Énoncé A:
Répondez aux questions suivantes d'après le texte source.
(i) En quelle année et dans quelle ville Huilo Ruales Hualca est-il né ?
(ii) Quel prix a-t-il reçu à Paris en 1983 ?
(iii) Quel est le titre du second poème de Pavillon B ?
Énoncé B: Relevez, s'il vous plaît, tous les recueils dont le traducteur a rassemblé des poèmes selon le texte source, avec leur année de parution.

Texte source:
============
30 avr. 2013

À propos de Poèmes noirs (1)


(Equus quagga)

Voici la note de lecture que Michel Ménaché consacre aux Poèmes noirs dans le numéro 1009 de la revue Europe :

Huilo RUALES HUALCA : Poemas negros
traduit de l’espagnol par Aurelio Diaz Ronda, éd. Le grand os, 17 € 
Poète équatorien, né en 1947 à Ibarra, Huilo Ruales Hualca navigue depuis près de trente ans entre « l’asile de fous » (L’Amérique latine) et « la maison de retraite » (l’Europe). Il a reçu à Paris en 1983 le prix de littérature hispano-américaine Rodolfo-Walsh mais c’est seulement aujourd’hui qu’il est publié en français. Le traducteur, Aurelio Diaz Ronda a rassemblé des poèmes de trois recueils : L’ange du gasoil (1999), Pavillon B (2006) et Croupe de zèbre sans rayures (2012).
D’un lyrisme rageur, sulfureux, ces poèmes cultivent la provocation, l’autodérision, l’électrochoc émotionnel, en images fortes, subversives, tantôt marquées d’un expressionnisme cru, voire cruel, tantôt d’un surréalisme fantasmagorique, insolite et fulgurant… 
Dans L’ange du gasoil, le poète (têtard d’ange) se joint à tous les apatrides, s’élance au-dessus du chaos : « je ne suis pas le soleil malgré mes ailes de gasoil. » Cri de révolte contre la barbarie du désordre établi dont sont victimes les enfants persécutés, à l’abandon : « j’ai vu déféquer la police du monde / sur les enfants couleur thé. » Evocation sordide des bas-fonds, visionnaire, exacerbée par le brouillage sensoriel : « j’ai vu un ruffian se faire ronger par les enfants bleus / qui bâtissent avec leurs cœurs de loup une cité secrète /  dans les égouts de Bucarest // j’ai vu et continue de voir l’arôme crématoire de la chair / le goût à chevelure brûlée de l’air…» 
Le second poème de Pavillon B annonce dès le titre la fureur de dire : Une envie de tuer sur le bout de la langue ! La morbidité baroque des images mêle le feu et le sang : « je suis un ange qui a appris l’alphabet dans le feu [...] je suis une goutte de sang sur une tête égorgée. » Parole inspirée et dévastatrice, délire lyrique avec des touches d’humour noir : « le médecin me dit de ne pas manger les nymphes sans les déplumer. »
============
Données fournies:
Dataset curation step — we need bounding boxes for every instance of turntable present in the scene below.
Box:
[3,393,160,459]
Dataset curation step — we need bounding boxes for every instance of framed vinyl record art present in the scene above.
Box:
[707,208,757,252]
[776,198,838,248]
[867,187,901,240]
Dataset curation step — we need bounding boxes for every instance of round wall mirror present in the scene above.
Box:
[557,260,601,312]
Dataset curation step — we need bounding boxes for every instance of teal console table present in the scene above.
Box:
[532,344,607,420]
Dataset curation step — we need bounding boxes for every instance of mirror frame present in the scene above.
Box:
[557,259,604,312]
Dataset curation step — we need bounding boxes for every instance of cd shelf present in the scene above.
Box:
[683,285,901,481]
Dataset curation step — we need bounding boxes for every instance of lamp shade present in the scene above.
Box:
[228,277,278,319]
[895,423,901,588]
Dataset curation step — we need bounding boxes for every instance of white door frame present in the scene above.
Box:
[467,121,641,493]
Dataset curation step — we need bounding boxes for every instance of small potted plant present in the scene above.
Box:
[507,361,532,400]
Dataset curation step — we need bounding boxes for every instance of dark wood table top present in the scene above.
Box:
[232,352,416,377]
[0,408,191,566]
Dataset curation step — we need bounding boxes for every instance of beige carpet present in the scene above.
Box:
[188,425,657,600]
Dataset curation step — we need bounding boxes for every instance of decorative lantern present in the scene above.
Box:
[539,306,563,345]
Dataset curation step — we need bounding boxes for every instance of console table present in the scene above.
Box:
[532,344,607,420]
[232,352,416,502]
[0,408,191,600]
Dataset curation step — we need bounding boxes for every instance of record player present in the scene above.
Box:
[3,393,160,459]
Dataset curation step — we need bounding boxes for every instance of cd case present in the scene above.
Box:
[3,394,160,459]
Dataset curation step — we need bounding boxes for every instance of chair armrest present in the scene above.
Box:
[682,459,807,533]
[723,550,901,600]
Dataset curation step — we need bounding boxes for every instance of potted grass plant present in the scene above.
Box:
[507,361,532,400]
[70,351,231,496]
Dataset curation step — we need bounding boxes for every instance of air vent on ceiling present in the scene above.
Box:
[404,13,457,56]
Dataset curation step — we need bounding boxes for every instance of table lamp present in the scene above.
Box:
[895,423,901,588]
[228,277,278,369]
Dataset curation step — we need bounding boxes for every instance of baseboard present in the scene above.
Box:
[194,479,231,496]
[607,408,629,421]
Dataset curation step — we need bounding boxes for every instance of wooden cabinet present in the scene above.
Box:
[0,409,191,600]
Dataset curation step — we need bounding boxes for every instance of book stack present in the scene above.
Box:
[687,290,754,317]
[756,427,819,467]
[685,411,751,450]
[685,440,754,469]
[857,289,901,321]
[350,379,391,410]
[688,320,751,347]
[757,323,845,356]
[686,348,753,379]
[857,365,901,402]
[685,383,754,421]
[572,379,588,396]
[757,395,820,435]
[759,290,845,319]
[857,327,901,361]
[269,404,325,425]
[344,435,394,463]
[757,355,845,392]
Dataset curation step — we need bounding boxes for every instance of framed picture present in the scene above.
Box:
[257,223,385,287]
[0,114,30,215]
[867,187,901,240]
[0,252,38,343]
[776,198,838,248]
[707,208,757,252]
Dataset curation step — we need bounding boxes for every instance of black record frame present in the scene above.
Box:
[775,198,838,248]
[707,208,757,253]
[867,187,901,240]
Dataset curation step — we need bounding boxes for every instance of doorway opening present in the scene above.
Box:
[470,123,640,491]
============
Résultat obtenu A:
(i) En 1947, à Ibarra.
(ii) Le prix de littérature hispano-américaine Rodolfo-Walsh.
(iii) Une envie de tuer sur le bout de la langue !

Résultat obtenu B:
L'ange du gasoil (1999)
Pavillon B (2006)
Croupe de zèbre sans rayures (2012)